*PROBLEM TO WORK ON*
For the material that follows, work out how many lines hold the word "body" and answer only with the number.

*SOURCE INFORMATION*
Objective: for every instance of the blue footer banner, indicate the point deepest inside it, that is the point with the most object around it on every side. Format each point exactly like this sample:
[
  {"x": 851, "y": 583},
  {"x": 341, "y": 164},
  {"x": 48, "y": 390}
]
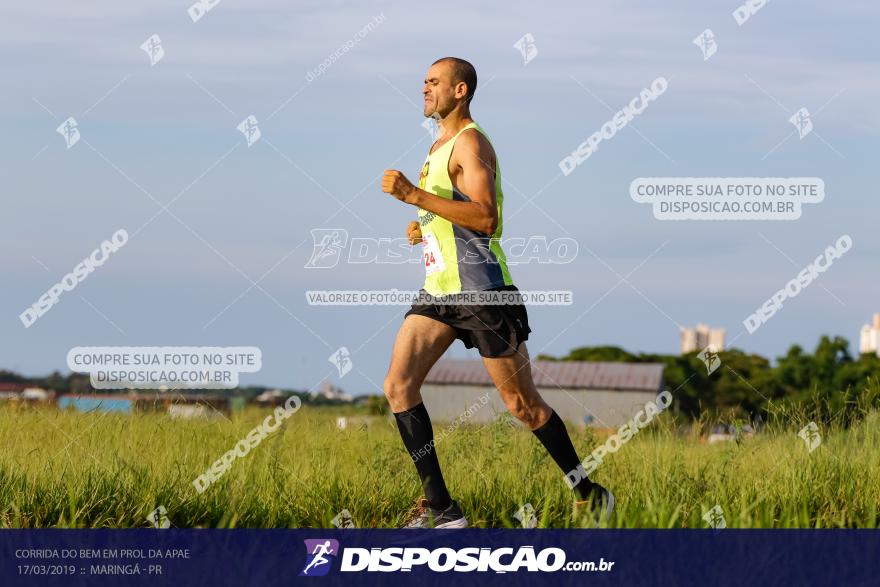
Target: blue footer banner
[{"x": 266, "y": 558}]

---

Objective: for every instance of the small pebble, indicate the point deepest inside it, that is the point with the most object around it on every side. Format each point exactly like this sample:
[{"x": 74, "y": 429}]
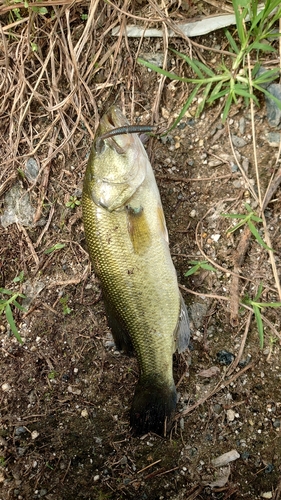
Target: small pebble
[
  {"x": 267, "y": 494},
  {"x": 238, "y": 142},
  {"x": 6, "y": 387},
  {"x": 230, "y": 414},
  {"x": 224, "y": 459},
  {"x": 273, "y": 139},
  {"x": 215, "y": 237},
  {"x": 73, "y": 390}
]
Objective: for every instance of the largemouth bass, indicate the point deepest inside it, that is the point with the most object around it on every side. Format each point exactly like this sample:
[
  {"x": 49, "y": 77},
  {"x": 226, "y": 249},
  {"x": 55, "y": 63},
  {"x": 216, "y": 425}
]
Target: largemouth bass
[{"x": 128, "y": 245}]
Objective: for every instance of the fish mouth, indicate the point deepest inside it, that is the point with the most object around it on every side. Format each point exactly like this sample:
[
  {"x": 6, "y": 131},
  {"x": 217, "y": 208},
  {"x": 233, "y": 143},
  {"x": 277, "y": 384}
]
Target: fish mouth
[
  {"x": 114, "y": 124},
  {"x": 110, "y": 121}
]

--

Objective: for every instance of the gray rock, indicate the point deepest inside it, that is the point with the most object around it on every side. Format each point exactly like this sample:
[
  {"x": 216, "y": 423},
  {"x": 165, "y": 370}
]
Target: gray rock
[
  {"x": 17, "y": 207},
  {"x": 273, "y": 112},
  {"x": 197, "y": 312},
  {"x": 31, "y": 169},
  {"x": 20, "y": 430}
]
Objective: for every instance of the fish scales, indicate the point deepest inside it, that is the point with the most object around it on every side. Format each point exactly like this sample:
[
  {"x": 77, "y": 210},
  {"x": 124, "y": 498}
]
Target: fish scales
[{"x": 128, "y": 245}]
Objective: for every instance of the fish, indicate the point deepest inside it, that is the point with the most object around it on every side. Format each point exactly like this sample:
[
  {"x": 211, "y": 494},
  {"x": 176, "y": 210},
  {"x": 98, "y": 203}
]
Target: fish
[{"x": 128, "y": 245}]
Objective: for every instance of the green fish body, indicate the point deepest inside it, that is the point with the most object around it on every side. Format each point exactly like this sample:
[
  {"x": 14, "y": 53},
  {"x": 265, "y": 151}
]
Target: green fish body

*SOLUTION FOR THIS EXERCISE*
2